▶ _SUPPLIED TEXT_:
<<<<

Before any of my regular readers get upset let me point out right off the bat that I am NOT going to start covering Division 1 sports on a regular basis. This will simply be a quick list of the most unique nicknames for D1 teams outside of the 120 schools that count as 1A (FBS for you spineless conformists) for football. There’s no contest this time and I won’t bother with pertinent details about the schools. I’ll just feature the logos and my pithy comments. Since this is the only time I’ll deal with Division 1 I’m doing more than 20 to get all the unique names in. And by unique I mean a name not shared by a team in one of the divisions I cover, hence no UTSA Roadrunners or Campbell Camels, etc.
32. SAINT FRANCIS (PA) RED FLASH - CONFERENCE AFFILIATION – THE NORTHEAST CONFERENCE - The name and logo can’t help but make you think of the superhero The Flash from DC Comics which lends the nickname a certain kind of Neo-Nerd Chic. Sort of like the Blue Streaks from a few divisions down in the college sports world. Plus this school plays football, always a plus with me.
31. LEHIGH MOUNTAIN HAWKS – CONFERENCE AFFILIATION – PATRIOT LEAGUE – Everyone knows about Lehigh’s storied gridiron rivalry with the Lafayette Leopards but some people have forgotten that the team’s name used to be the Engineers. Mountain Hawks has a really cool ring to it that kind of reeks of espionage, doesn’t it? You can picture a Top Secret meeting at the Pentagon to discuss Operation: Mountain Hawk.
30. CENTENARY GENTLEMEN (WOMEN’S TEAMS ARE CALLED THE LADIES) – CONFERENCE AFFILIATION – SUMMIT LEAGUE – Yes, it’s Gentlemen as in Southern Gentlemen (the school is in Louisiana) and Ladies as in “Good evening, ladies and gentlemen”. While it’s not exactly an intimidating nickname (with possibly the Penn Quakers having the only D1 nickname that is even less threatening) there’s no denying it’s a very cool one.

>>>>

Object pointing dataset rows
<<<<

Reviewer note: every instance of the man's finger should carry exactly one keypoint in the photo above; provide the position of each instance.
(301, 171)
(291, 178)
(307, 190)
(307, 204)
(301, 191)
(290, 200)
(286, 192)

>>>>

▶ _GIVEN TASK 1_:
Transcribe the team nicknames article from "31. LEHIGH MOUNTAIN" to "Operation: Mountain Hawk.".
▶ _GIVEN TASK 2_:
In the team nicknames article, what was Lehigh's team name before it became the Mountain Hawks?

▶ _FULL RESPONSE 1_:
31. LEHIGH MOUNTAIN HAWKS – CONFERENCE AFFILIATION – PATRIOT LEAGUE – Everyone knows about Lehigh’s storied gridiron rivalry with the Lafayette Leopards but some people have forgotten that the team’s name used to be the Engineers. Mountain Hawks has a really cool ring to it that kind of reeks of espionage, doesn’t it? You can picture a Top Secret meeting at the Pentagon to discuss Operation: Mountain Hawk.

▶ _FULL RESPONSE 2_:
The Engineers.